§ **Your objective**: Return the lines that run from the beginning of the entries to the line holding "--detect wooden post --format json_objects", inclusive, and drop the pictures.

(Records from a data collection)

□ □ □ □ □ □ □

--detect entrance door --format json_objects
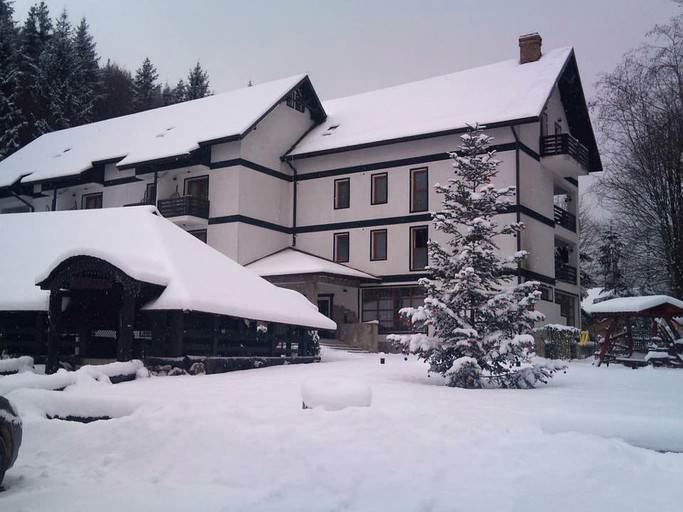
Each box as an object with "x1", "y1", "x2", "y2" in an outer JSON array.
[{"x1": 317, "y1": 294, "x2": 334, "y2": 338}]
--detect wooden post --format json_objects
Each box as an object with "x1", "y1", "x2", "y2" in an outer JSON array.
[
  {"x1": 34, "y1": 312, "x2": 46, "y2": 359},
  {"x1": 46, "y1": 290, "x2": 62, "y2": 374},
  {"x1": 117, "y1": 291, "x2": 135, "y2": 362},
  {"x1": 597, "y1": 318, "x2": 617, "y2": 367},
  {"x1": 151, "y1": 312, "x2": 164, "y2": 357},
  {"x1": 170, "y1": 311, "x2": 184, "y2": 357},
  {"x1": 212, "y1": 315, "x2": 219, "y2": 356}
]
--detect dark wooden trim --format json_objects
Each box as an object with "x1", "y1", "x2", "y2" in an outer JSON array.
[
  {"x1": 370, "y1": 229, "x2": 388, "y2": 261},
  {"x1": 333, "y1": 177, "x2": 350, "y2": 209},
  {"x1": 370, "y1": 172, "x2": 388, "y2": 205},
  {"x1": 208, "y1": 214, "x2": 292, "y2": 234},
  {"x1": 410, "y1": 167, "x2": 429, "y2": 213},
  {"x1": 103, "y1": 176, "x2": 143, "y2": 187},
  {"x1": 333, "y1": 232, "x2": 350, "y2": 263},
  {"x1": 209, "y1": 158, "x2": 292, "y2": 182},
  {"x1": 363, "y1": 273, "x2": 430, "y2": 284},
  {"x1": 287, "y1": 117, "x2": 538, "y2": 160},
  {"x1": 410, "y1": 225, "x2": 429, "y2": 271},
  {"x1": 297, "y1": 213, "x2": 432, "y2": 233},
  {"x1": 518, "y1": 142, "x2": 540, "y2": 161},
  {"x1": 564, "y1": 177, "x2": 578, "y2": 186},
  {"x1": 518, "y1": 268, "x2": 555, "y2": 285}
]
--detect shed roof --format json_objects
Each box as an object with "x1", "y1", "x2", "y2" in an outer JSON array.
[
  {"x1": 587, "y1": 295, "x2": 683, "y2": 317},
  {"x1": 0, "y1": 207, "x2": 336, "y2": 330},
  {"x1": 288, "y1": 47, "x2": 578, "y2": 158},
  {"x1": 0, "y1": 75, "x2": 315, "y2": 188}
]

□ □ □ □ □ □ □

§ **Exercise answer**:
--detect entrance door --format json_objects
Each box as an object with "x1", "y1", "x2", "y2" in an outer JSON array.
[{"x1": 317, "y1": 294, "x2": 334, "y2": 338}]
--detect wooden post --format json_objects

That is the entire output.